**TEXT TO READ:**
GP Lucien Van Impe

Race details
- Date: August
- Region: Belgium
- Discipline: Road
- Competition: UCI Women's ProSeries
- Type: One-day race
- Web site: gplucienvanimpe.be

History
- First edition: 2023
- Editions: 4 (as of 2026)
- First winner: Katrijn De Clercq (BEL)
- Most wins: No repeat winners
- Most recent: Charlotte Kool (NED)

= GP Lucien Van Impe =

Women's cycling race in Belgium

The GP Lucien Van Impe is a one-day road cycling race held annually in Erpe-Mere, Belgium. It was first held in 2023 as a local race before being classified by the Union Cycliste Internationale (UCI) as a 1.2 race in 2024 and 1.1 race in 2025. In 2026, the race was promoted to the UCI Women's ProSeries.

**REQUIRED WORK:**
1. According to the GP Lucien Van Impe text, in which town is the race held each year?
2. From the GP Lucien Van Impe text, write out the passage that begins with the words "- First winner: Katrijn" and ends after "UCI Women's ProSeries.".

**ITEMS:**
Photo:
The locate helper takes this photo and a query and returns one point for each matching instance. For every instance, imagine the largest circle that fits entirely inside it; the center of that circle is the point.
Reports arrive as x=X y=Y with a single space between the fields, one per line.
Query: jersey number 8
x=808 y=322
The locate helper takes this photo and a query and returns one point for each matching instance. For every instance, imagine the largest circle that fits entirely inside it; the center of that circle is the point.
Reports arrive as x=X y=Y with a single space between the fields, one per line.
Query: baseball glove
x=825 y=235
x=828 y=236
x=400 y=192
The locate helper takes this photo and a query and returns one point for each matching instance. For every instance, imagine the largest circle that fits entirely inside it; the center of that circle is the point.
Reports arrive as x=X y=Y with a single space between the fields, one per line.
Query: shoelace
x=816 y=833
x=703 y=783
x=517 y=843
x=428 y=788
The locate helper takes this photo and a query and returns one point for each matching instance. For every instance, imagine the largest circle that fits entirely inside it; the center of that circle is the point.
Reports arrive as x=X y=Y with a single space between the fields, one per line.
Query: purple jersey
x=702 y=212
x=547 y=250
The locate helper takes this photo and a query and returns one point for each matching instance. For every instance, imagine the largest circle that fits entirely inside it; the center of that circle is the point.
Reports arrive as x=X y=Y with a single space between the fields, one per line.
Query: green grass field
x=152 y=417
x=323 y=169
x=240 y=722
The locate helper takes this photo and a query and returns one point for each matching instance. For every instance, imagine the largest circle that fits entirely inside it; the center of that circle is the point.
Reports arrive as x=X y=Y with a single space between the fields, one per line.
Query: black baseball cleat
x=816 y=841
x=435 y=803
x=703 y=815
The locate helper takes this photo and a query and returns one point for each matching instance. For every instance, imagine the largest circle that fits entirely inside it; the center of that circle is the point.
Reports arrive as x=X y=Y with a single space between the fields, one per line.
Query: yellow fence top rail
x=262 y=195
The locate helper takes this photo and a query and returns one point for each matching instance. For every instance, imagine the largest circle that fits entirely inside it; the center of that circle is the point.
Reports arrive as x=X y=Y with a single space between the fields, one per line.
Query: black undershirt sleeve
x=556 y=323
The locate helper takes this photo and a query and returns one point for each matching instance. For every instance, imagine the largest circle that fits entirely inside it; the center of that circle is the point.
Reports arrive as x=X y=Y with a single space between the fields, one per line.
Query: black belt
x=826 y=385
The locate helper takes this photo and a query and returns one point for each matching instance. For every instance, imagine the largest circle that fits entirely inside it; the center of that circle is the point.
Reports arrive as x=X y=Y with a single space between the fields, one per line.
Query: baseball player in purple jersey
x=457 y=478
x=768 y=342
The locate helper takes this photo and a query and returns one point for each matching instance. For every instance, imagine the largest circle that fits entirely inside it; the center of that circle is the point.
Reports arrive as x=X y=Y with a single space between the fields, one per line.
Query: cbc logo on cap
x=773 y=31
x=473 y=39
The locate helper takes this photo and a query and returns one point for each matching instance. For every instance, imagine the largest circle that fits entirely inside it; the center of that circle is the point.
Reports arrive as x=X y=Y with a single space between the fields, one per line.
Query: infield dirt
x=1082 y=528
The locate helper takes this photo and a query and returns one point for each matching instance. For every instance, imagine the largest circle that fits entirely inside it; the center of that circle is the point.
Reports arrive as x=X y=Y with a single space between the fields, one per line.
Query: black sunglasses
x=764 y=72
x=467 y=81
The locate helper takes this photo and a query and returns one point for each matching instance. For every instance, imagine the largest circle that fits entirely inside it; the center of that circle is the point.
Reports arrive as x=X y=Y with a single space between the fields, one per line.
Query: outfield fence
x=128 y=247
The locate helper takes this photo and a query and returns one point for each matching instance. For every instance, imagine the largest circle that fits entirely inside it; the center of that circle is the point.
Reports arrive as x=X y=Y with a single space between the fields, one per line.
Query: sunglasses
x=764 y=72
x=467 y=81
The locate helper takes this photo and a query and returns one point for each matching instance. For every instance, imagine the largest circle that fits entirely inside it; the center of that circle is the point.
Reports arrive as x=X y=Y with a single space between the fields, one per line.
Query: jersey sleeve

**EXERCISE SOLUTIONS:**
1. Erpe-Mere, Belgium.

2.
- First winner: Katrijn De Clercq (BEL)
- Most wins: No repeat winners
- Most recent: Charlotte Kool (NED)

= GP Lucien Van Impe =

Women's cycling race in Belgium

The GP Lucien Van Impe is a one-day road cycling race held annually in Erpe-Mere, Belgium. It was first held in 2023 as a local race before being classified by the Union Cycliste Internationale (UCI) as a 1.2 race in 2024 and 1.1 race in 2025. In 2026, the race was promoted to the UCI Women's ProSeries.